*What is being asked:* Put each line of the data below into a JSON list of strings, one string per line, and skip blank lines. Leave the pictures out of the list.
----- Entries provided -----
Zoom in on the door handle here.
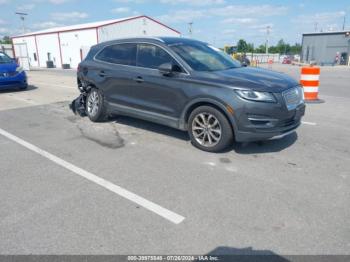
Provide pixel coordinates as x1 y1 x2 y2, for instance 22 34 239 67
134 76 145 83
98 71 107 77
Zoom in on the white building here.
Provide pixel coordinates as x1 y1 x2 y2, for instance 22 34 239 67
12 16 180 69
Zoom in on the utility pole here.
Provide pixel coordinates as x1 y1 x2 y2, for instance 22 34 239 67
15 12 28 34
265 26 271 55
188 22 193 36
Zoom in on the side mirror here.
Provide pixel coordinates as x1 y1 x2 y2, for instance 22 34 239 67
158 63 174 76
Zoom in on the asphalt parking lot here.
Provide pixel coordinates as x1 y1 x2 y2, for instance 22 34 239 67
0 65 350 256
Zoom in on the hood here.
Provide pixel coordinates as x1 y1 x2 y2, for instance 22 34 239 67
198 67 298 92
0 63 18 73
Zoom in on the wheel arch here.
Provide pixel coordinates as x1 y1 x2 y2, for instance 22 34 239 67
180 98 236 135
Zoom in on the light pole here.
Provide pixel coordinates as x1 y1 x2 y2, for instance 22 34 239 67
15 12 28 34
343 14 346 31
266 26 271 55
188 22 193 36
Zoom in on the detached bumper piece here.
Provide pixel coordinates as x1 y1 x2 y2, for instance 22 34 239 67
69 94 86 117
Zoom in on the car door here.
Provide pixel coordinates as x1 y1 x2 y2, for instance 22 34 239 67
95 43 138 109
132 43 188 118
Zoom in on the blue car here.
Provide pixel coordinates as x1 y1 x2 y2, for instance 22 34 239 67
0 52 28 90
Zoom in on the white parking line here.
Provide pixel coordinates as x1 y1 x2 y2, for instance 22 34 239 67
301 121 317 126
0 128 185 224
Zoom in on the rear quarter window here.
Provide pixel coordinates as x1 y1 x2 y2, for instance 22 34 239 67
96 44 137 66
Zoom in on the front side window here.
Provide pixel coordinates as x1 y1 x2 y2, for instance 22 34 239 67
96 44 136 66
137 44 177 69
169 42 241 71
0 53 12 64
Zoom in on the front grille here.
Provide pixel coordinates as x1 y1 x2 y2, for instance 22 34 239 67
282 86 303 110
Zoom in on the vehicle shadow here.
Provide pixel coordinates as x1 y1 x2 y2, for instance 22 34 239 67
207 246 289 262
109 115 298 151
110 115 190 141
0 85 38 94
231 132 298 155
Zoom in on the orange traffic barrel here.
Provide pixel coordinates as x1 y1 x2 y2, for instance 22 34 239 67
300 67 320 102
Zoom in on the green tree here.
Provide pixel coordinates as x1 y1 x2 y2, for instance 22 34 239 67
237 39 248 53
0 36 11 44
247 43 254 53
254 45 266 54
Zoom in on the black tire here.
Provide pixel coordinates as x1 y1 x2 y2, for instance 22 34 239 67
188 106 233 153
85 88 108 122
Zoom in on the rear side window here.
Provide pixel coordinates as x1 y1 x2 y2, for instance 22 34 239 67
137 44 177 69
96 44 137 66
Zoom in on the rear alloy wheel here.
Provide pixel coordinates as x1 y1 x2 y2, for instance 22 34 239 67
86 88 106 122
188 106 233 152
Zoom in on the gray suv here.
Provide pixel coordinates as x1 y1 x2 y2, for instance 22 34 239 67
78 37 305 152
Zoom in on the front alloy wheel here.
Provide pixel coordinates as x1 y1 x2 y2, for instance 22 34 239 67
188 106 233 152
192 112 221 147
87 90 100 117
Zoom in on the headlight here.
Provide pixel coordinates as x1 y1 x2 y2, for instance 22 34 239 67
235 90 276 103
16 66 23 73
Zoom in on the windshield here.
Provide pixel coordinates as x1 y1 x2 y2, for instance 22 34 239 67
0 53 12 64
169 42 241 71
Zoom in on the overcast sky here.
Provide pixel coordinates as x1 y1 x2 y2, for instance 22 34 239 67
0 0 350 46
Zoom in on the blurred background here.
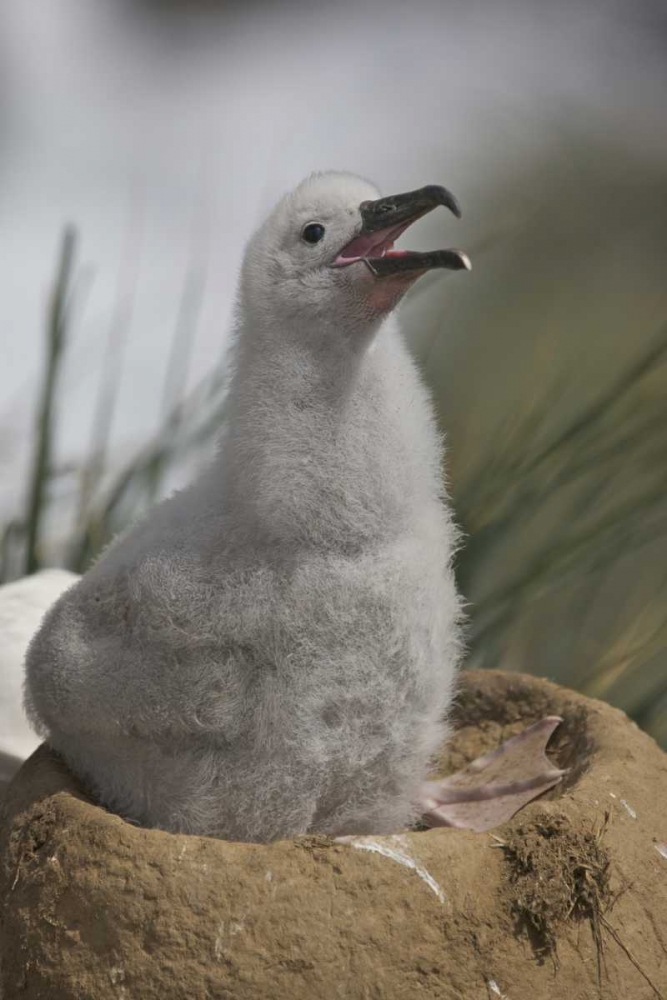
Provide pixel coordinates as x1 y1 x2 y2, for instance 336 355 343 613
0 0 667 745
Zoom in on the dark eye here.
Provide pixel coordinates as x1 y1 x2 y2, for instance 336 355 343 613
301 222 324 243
-----
*Result of the task:*
[
  "Zoom in on the door handle here.",
  "Provide pixel coordinates as x1 y1 x2 y2, for instance 22 34 239 67",
  "134 76 145 83",
  "98 71 107 77",
  "Zoom in on the white building here.",
  "Provide pixel coordinates as x1 y1 x2 y2, for instance 22 34 239 67",
  "12 16 180 69",
  "Zoom in on the utility pole here.",
  "Provide pixel coordinates as x1 y1 x2 y2, for instance 22 34 239 67",
  "15 12 28 34",
  "265 26 271 55",
  "188 22 193 36",
  "Zoom in on the side mirror here.",
  "Provide pixel coordinates as x1 y1 x2 y2, for instance 22 34 239 67",
  "158 63 174 76",
  "Zoom in on the asphalt parking lot here.",
  "Provide pixel coordinates as x1 y1 x2 y2, for instance 22 34 239 67",
  "0 65 350 256",
  "Zoom in on the hood here.",
  "Provide pixel coordinates as x1 y1 x2 y2, for instance 22 34 239 67",
  "198 67 298 92",
  "0 63 18 73",
  "Zoom in on the wheel arch here.",
  "Provide pixel coordinates as x1 y1 x2 y2, for instance 22 34 239 67",
  "180 98 236 135",
  "Zoom in on the light pole here.",
  "Provide pixel coordinates as x1 y1 x2 y2, for instance 22 34 239 67",
  "15 12 28 34",
  "343 14 346 31",
  "266 26 271 55",
  "188 22 193 36",
  "Zoom in on the detached bumper piece here.",
  "Provide pixel coordinates as x1 y1 x2 y2, for instance 22 34 239 67",
  "69 94 86 117",
  "Zoom in on the car door here.",
  "Provide pixel coordinates as x1 y1 x2 y2, for instance 22 34 239 67",
  "95 43 138 109",
  "132 43 188 118",
  "Zoom in on the blue car here.",
  "Provide pixel coordinates as x1 y1 x2 y2, for instance 22 34 239 67",
  "0 52 28 90",
  "Zoom in on the white parking line here.",
  "Provide pixel coordinates as x1 y1 x2 y2, for instance 22 34 239 67",
  "301 121 317 126",
  "0 128 185 224",
  "Zoom in on the rear quarter window here.",
  "Provide pixel coordinates as x1 y1 x2 y2, for instance 22 34 239 67",
  "96 44 137 66",
  "Zoom in on the front side window here.",
  "Provide pixel coordinates as x1 y1 x2 y2, for instance 22 34 239 67",
  "96 44 136 66",
  "137 44 177 69",
  "169 42 241 71",
  "0 53 12 64",
  "Zoom in on the front grille here.",
  "Provide pixel coordinates as x1 y1 x2 y2, for instance 22 34 239 67",
  "282 86 303 110",
  "Zoom in on the vehicle shadow here.",
  "Provide pixel coordinates as x1 y1 x2 y2, for instance 22 34 239 67",
  "207 246 289 262",
  "109 115 298 151",
  "110 115 190 141",
  "0 85 38 94",
  "231 132 298 155",
  "Zoom in on the orange traffic barrel here.",
  "Provide pixel coordinates as x1 y1 x2 y2, for instance 22 34 239 67",
  "300 67 320 102",
  "Zoom in on the green tree here.",
  "Provide pixel coordinates as x1 y1 x2 y2, for instance 22 34 239 67",
  "237 39 248 53",
  "0 36 11 44",
  "247 43 254 53",
  "254 45 266 54",
  "Zoom in on the black tire here.",
  "Provide pixel coordinates as x1 y1 x2 y2, for instance 22 34 239 67",
  "188 106 233 153",
  "85 88 108 122",
  "Zoom in on the rear side window here.",
  "Provide pixel coordinates as x1 y1 x2 y2, for instance 22 34 239 67",
  "137 44 177 69",
  "96 44 137 66",
  "Zoom in on the rear alloy wheel here.",
  "Provide pixel coordinates as x1 y1 x2 y2, for instance 22 34 239 67",
  "86 88 106 122",
  "188 106 233 152",
  "Zoom in on the gray suv here.",
  "Provide pixel coordinates as x1 y1 x2 y2, for instance 22 34 239 67",
  "78 37 305 152",
  "Zoom in on the front alloy wheel here.",
  "Provide pixel coordinates as x1 y1 x2 y2, for instance 22 34 239 67",
  "188 106 233 152",
  "192 112 221 147",
  "87 90 100 117",
  "Zoom in on the headlight here.",
  "Provide pixel coordinates as x1 y1 x2 y2, for instance 22 34 239 67",
  "235 90 276 103",
  "16 66 23 73",
  "Zoom in on the windshield here.",
  "Provide pixel coordinates as x1 y1 x2 y2, for instance 22 34 239 67",
  "0 53 12 64",
  "169 42 241 71",
  "Zoom in on the overcast sky here.",
  "Provide pixel coordinates as x1 y1 x2 y2, for instance 22 34 239 67",
  "0 0 350 46",
  "Zoom in on the blurred background here.",
  "Provide pixel coordinates as x1 y1 x2 y2, for instance 336 355 343 613",
  "0 0 667 745",
  "Zoom in on the dark eye here.",
  "Provide pixel coordinates as x1 y1 x2 y2, for instance 336 355 343 613",
  "301 222 324 243"
]